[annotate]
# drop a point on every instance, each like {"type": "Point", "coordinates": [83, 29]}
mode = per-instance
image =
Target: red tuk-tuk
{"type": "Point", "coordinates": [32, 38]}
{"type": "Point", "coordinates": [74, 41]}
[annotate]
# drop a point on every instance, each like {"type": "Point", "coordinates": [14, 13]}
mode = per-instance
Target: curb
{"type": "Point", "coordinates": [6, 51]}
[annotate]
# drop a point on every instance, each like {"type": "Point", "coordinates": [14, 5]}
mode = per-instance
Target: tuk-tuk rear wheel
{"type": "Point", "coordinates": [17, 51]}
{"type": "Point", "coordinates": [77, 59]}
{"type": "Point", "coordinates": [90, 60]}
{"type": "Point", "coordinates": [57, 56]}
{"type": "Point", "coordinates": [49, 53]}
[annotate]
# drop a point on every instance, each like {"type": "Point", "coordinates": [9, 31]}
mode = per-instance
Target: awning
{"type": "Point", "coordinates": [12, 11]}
------------------------------------------------------------------------
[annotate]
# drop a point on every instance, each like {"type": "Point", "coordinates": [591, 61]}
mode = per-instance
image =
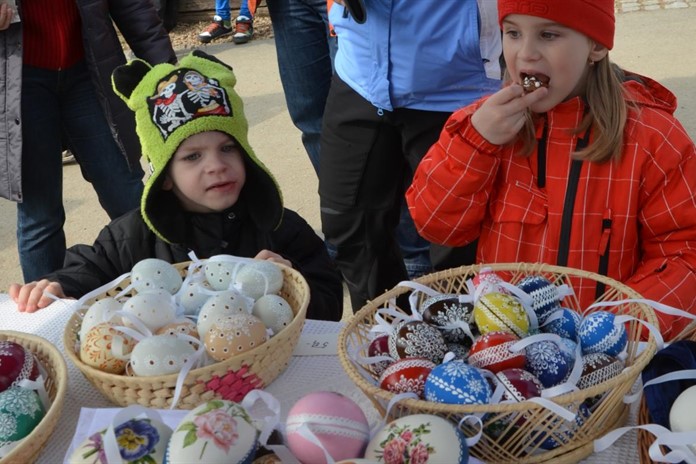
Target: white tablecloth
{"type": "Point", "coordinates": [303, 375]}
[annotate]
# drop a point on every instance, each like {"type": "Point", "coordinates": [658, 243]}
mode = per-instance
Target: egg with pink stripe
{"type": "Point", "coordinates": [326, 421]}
------------------------------------------------------------------------
* _Activity_:
Go through the listing and say how many lines contain the string "each", offering only the number.

* _Response_:
6